** Opening SELECTED TEXT block **

The experience is very different when learning how to use a radiation detector for the first time or becoming familiar with applying ALARA (as low as reasonably achievable) principles when using radioactive sources in a laboratory exercise, or even walking around the radiation facilities that our faculty building is home to. In fact, new Ontario Tech students are often teased about the facility by their more seasoned peers and instructors: “Just wait until you get to see the bunker!”
In general, undergraduate students who are missing out on these experiences truly are missing out. Part of my work involves teaching undergraduate radiation protection laboratories, and, while the students are learning the material virtually, there is no substitute for performing the work themselves. This is true for both students enrolled in their very first radiation detection course and upper years enrolled in more specialized radiation science courses.
These days, participating in a laboratory exercise means logging into an online live-stream to watch your laboratory instructor perform the experiment and provide you with the resulting data. Post-laboratory analysis and report writing are much the same as they have always been, but students are missing the fundamental experience that come from doing the exercises themselves—experiences that are specifically designed to help students learn hands-on radiation protection skills.
Students (myself included) can’t wait to get back to an in-person university setting—this is something I have heard from undergraduate and graduate students alike. This goes for being able to physically participate in laboratories, but also for being able to use campus space for collaborating with peers, finding quiet study space, and such basic things as having access to printers and whiteboards.
Education isn’t solely through the delivery of lectures—if this were the case, we would probably find it much easier to be on a virtual platform. Students benefit from having a common space where they can share and interact with peers and instructors. This is particularly important in a field like ours where everyone seems to know everyone else. Students benefit from being able to interact with their professors. While some of this does come through in virtual instruction, it’s safe to say that none of us—students or instructors—would consider an online-only format to be an adequate replacement for traditional learning.

** Closing SELECTED TEXT block **
** Opening SOURCE INFORMATION block **

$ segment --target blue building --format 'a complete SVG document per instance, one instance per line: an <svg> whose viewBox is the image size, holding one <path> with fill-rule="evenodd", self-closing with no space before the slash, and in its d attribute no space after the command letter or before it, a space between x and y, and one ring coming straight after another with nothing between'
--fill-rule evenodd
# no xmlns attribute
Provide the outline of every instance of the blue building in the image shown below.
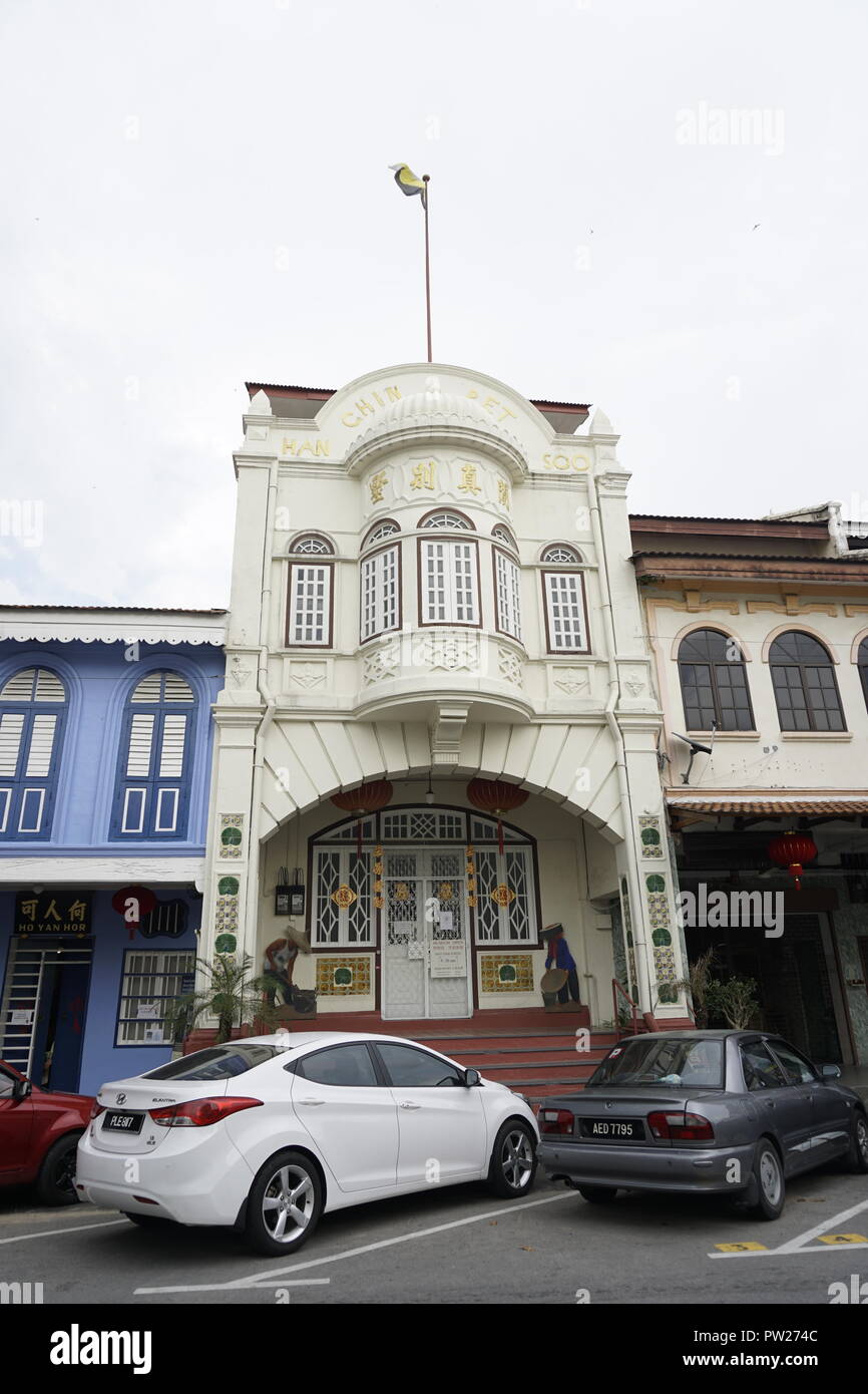
<svg viewBox="0 0 868 1394"><path fill-rule="evenodd" d="M224 611L0 608L0 1058L93 1093L192 986Z"/></svg>

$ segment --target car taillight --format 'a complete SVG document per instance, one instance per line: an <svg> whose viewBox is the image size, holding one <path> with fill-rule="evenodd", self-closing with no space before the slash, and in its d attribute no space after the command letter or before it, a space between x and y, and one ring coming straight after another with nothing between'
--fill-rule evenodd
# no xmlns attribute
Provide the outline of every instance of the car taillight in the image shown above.
<svg viewBox="0 0 868 1394"><path fill-rule="evenodd" d="M575 1115L568 1108L541 1108L539 1131L568 1136L573 1132Z"/></svg>
<svg viewBox="0 0 868 1394"><path fill-rule="evenodd" d="M701 1114L648 1114L648 1126L655 1138L672 1142L715 1140L715 1129Z"/></svg>
<svg viewBox="0 0 868 1394"><path fill-rule="evenodd" d="M242 1108L261 1107L261 1098L192 1098L188 1104L150 1108L149 1112L159 1128L209 1128Z"/></svg>

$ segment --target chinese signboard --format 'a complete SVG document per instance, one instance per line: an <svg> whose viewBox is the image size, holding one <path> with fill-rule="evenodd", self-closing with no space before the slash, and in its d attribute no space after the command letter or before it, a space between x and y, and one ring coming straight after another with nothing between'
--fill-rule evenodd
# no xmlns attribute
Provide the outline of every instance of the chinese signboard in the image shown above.
<svg viewBox="0 0 868 1394"><path fill-rule="evenodd" d="M91 896L79 891L25 891L15 896L14 933L89 934Z"/></svg>

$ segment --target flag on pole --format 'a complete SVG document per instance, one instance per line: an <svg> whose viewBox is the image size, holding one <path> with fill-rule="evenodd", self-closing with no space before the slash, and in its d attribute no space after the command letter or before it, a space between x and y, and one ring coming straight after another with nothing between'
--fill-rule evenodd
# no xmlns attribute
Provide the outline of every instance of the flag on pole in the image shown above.
<svg viewBox="0 0 868 1394"><path fill-rule="evenodd" d="M422 208L426 204L426 190L425 183L412 173L410 164L390 164L390 170L394 170L394 183L400 188L401 194L407 194L407 198L412 198L414 194L422 195Z"/></svg>

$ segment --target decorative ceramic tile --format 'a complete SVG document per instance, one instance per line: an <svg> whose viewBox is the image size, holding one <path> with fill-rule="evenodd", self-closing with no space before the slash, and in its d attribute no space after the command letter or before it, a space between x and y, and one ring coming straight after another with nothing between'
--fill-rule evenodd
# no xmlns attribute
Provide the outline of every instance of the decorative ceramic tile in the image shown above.
<svg viewBox="0 0 868 1394"><path fill-rule="evenodd" d="M244 814L242 813L222 813L220 814L220 857L224 860L238 859L242 856L241 848L244 843Z"/></svg>
<svg viewBox="0 0 868 1394"><path fill-rule="evenodd" d="M532 993L534 958L531 953L481 953L482 993Z"/></svg>
<svg viewBox="0 0 868 1394"><path fill-rule="evenodd" d="M644 857L663 856L663 838L660 836L660 820L651 814L642 814L640 824L640 846Z"/></svg>
<svg viewBox="0 0 868 1394"><path fill-rule="evenodd" d="M347 953L316 958L316 991L320 997L369 997L371 955Z"/></svg>

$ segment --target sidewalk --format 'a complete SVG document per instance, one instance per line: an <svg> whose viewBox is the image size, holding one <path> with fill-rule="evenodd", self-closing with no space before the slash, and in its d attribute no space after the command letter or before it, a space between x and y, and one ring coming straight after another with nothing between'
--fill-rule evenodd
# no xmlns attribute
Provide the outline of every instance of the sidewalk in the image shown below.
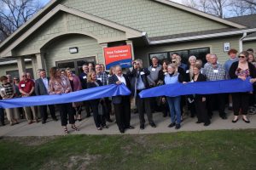
<svg viewBox="0 0 256 170"><path fill-rule="evenodd" d="M251 123L244 122L241 118L236 122L232 123L233 113L231 111L226 111L228 113L228 119L223 120L218 116L217 112L212 119L212 124L208 127L204 127L203 123L196 124L197 118L190 118L186 116L182 127L179 130L176 130L174 128L167 128L170 124L170 117L163 117L162 113L154 113L154 120L157 126L156 128L151 128L147 121L147 116L145 115L145 129L140 130L139 128L139 118L138 114L131 113L131 125L135 127L135 129L126 130L125 134L141 134L141 133L173 133L182 131L203 131L203 130L217 130L217 129L245 129L245 128L256 128L256 115L248 115L248 118ZM84 116L83 110L82 116ZM114 120L114 116L111 117ZM67 125L70 134L120 134L118 130L118 127L114 122L108 123L109 128L103 130L97 130L93 116L89 118L84 118L81 122L76 122L77 127L79 128L79 132L75 132L71 129L70 125ZM61 126L60 119L58 122L54 122L49 119L45 124L32 123L27 124L27 122L23 119L20 122L20 124L10 126L5 125L0 127L0 136L53 136L53 135L63 135L63 129Z"/></svg>

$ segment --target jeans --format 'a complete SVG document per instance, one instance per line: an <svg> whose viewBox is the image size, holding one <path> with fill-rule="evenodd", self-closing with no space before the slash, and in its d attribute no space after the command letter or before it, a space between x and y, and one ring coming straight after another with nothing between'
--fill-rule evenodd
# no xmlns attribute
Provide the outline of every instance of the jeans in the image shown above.
<svg viewBox="0 0 256 170"><path fill-rule="evenodd" d="M177 124L181 122L181 110L180 110L181 96L167 97L167 102L170 107L171 121Z"/></svg>

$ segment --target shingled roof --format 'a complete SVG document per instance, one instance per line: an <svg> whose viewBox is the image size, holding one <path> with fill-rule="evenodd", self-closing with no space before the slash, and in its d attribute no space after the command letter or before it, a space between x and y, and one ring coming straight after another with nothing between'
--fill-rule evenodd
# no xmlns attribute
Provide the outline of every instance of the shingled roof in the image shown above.
<svg viewBox="0 0 256 170"><path fill-rule="evenodd" d="M256 28L256 14L245 16L226 18L225 20L246 26L248 28Z"/></svg>

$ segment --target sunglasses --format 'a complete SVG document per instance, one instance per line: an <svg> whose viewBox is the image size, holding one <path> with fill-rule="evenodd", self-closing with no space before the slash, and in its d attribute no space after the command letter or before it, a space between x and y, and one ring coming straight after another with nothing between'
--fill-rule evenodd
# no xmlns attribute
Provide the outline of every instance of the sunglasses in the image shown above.
<svg viewBox="0 0 256 170"><path fill-rule="evenodd" d="M241 58L241 59L244 59L245 56L244 55L239 55L238 58Z"/></svg>

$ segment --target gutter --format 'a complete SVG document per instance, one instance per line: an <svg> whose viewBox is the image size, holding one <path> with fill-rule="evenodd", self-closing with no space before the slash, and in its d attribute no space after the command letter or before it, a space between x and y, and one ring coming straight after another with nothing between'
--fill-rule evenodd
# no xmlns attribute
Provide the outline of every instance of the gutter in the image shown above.
<svg viewBox="0 0 256 170"><path fill-rule="evenodd" d="M213 34L206 34L206 35L200 35L200 36L191 36L191 37L178 37L178 38L166 39L166 40L149 41L149 45L185 42L185 41L205 39L205 38L211 38L211 37L219 37L239 35L239 34L244 34L244 33L254 32L254 31L256 31L256 28L227 31L227 32L220 32L220 33L213 33Z"/></svg>
<svg viewBox="0 0 256 170"><path fill-rule="evenodd" d="M242 37L239 39L239 52L242 51L242 40L247 36L247 32L243 32Z"/></svg>

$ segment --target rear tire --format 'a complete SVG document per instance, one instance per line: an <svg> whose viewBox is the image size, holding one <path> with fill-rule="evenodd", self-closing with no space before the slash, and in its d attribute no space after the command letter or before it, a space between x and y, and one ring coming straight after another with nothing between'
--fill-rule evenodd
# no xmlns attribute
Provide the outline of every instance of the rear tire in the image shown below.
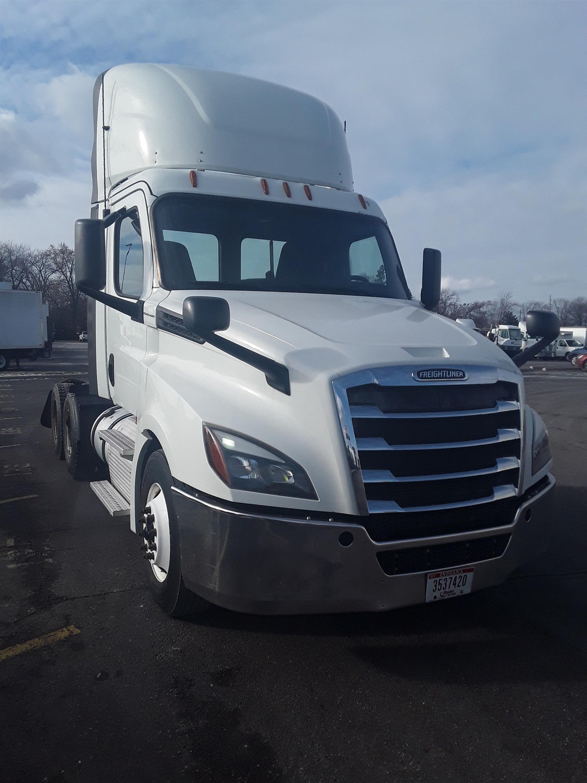
<svg viewBox="0 0 587 783"><path fill-rule="evenodd" d="M144 509L143 532L151 536L143 543L157 549L147 551L154 559L146 559L147 584L153 600L170 617L185 617L203 612L210 604L188 590L182 576L179 526L171 494L171 473L163 451L149 457L141 482L141 507ZM153 531L157 532L153 536ZM146 558L147 557L146 555Z"/></svg>
<svg viewBox="0 0 587 783"><path fill-rule="evenodd" d="M86 482L94 478L97 456L89 438L83 438L75 395L68 394L63 405L63 451L72 478Z"/></svg>
<svg viewBox="0 0 587 783"><path fill-rule="evenodd" d="M56 384L51 394L51 431L53 435L53 451L64 459L63 453L63 405L69 392L67 384Z"/></svg>

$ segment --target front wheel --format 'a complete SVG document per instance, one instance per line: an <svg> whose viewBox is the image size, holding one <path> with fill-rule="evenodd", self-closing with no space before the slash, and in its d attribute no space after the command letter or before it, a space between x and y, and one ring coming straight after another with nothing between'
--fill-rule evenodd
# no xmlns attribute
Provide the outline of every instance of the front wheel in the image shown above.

** Closing SOURCE INFORMATION block **

WHAT IS REQUIRED:
Change "whiteboards" to "chalkboards" in the passage on remote radiation laboratories, and give it again from "Students (myself included)" up to and including "printers and whiteboards.".

EXPECTED ANSWER:
Students (myself included) can’t wait to get back to an in-person university setting—this is something I have heard from undergraduate and graduate students alike. This goes for being able to physically participate in laboratories, but also for being able to use campus space for collaborating with peers, finding quiet study space, and such basic things as having access to printers and chalkboards.